--- Text provided ---
Blaenllechau is a small village located in the Rhondda Fach valley, Rhondda Cynon Taf, Wales. The neighbouring villages are Ferndale, Maerdy and Tylorstown. The population of Blaenllechau is less than 1,000. The village is defined by the river border, flowing between Blaenllechau and neighbouring Ferndale, of which the well-known Blaenllechau waterfall is a tributary.

==History==
Originally a single farm in the Rhondda, in 1857 David Davis and his partners took a mineral rights lease in the area, and went exploring for high quality steam coal. In 1862, after many difficulties, the 4 feet seam was struck 278 yard below the farm.

With little in the area, and the need to house workers and their families, the colliery village was developed alongside the workings of Ferndale No.1 pit. Eventually there were two shafts developed, Ferndale No. 1 and Ferndale No. 5, extracting steam coal from a depth of 400 yard until 1959, when the entire complex was shut by the National Coal Board. The pit-head workings were still extant in the early 1960s, but have since been demolished and the shafts filled.

--- Supplied data ---
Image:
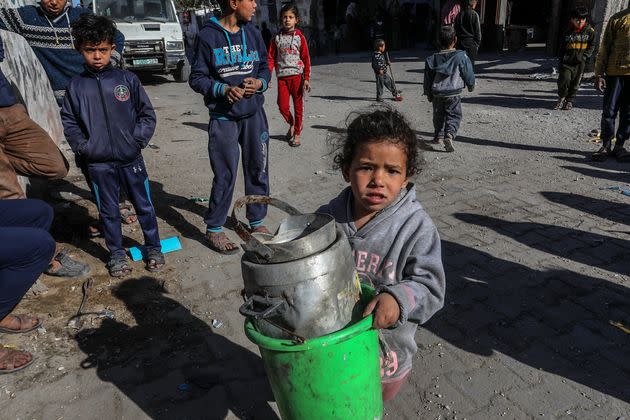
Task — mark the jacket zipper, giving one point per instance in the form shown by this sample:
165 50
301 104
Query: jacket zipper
109 130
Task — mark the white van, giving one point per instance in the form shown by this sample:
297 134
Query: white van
154 40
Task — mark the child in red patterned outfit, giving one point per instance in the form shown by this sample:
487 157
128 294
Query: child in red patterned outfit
288 54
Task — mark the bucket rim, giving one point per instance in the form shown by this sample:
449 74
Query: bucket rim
285 345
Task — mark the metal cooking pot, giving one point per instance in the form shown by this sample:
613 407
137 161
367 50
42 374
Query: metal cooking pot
301 282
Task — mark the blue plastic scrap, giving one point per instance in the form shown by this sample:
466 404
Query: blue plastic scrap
625 190
168 245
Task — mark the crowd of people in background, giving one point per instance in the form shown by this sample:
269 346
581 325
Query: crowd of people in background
108 119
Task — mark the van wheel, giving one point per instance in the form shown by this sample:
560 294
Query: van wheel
182 73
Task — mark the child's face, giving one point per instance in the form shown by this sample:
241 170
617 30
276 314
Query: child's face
245 9
377 173
289 20
97 55
578 22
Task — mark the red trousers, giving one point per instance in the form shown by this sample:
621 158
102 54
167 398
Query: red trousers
291 86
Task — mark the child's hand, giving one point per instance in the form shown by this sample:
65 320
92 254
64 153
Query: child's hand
251 86
234 93
387 310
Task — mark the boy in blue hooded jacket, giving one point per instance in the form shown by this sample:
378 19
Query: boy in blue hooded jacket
446 74
230 70
108 119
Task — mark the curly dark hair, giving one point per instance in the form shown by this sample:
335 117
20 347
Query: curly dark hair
93 29
374 125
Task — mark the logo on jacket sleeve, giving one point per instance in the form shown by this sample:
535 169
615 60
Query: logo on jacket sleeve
121 92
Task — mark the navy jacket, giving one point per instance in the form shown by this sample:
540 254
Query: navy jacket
107 116
223 58
6 92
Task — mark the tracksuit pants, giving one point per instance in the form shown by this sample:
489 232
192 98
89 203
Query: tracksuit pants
569 80
447 115
26 248
107 179
224 139
384 80
25 149
291 87
616 103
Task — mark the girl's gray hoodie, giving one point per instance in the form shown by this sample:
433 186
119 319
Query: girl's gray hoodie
397 252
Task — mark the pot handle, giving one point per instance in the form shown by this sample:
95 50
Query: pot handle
251 243
272 305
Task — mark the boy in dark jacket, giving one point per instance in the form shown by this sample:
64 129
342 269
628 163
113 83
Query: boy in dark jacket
108 119
230 70
446 74
578 48
380 61
468 29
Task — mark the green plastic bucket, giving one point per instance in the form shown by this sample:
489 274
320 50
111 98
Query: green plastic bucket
336 376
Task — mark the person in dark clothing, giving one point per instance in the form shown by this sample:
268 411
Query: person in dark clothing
108 119
468 29
577 49
25 251
380 61
446 74
231 71
266 34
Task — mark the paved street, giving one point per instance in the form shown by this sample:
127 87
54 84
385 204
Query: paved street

--- Tasks to perform ---
A) Transcribe the Blaenllechau text from "Blaenllechau is a" to "below the farm.".
B) Answer these questions using the Blaenllechau text.
(i) In which valley is Blaenllechau located?
(ii) In what year was the 4 feet seam struck?
(iii) What body shut the colliery complex in 1959?
C) Write the next part of the Blaenllechau text, starting after its final sentence.

--- Answers to the exercise ---
A)
Blaenllechau is a small village located in the Rhondda Fach valley, Rhondda Cynon Taf, Wales. The neighbouring villages are Ferndale, Maerdy and Tylorstown. The population of Blaenllechau is less than 1,000. The village is defined by the river border, flowing between Blaenllechau and neighbouring Ferndale, of which the well-known Blaenllechau waterfall is a tributary.

==History==
Originally a single farm in the Rhondda, in 1857 David Davis and his partners took a mineral rights lease in the area, and went exploring for high quality steam coal. In 1862, after many difficulties, the 4 feet seam was struck 278 yard below the farm.

B)
(i) The Rhondda Fach valley
(ii) 1862
(iii) The National Coal Board

C)
The village and its nearest town of Ferndale were served by passenger rail on the Maerdy Branch, which left the mainline of the Taff Vale Railway at Porth. Even under the ownership of the Great Western Railway, the line always found it hard to compete against local bus operators, although passenger services ran regularly from Pontypridd to Maerdy. Passenger services were ceased completely after the Beeching Axe decreased the size of British Railways in the 1960s, and the line operated as a mineral railway until the closure of the last of valley's collieries, Maerdy, in 1990.

The sites of both railway and colliery have been landscaped. A cricket and sports ground now stand on a slag and spoil tip called the 'Banana tip' because of its shape.

Blaenllechau was famously mentioned by Stanley Baker in the movie Hell Drivers. Baker's Character Tom Yately is asked where he is from and he replies "Blaenllechau".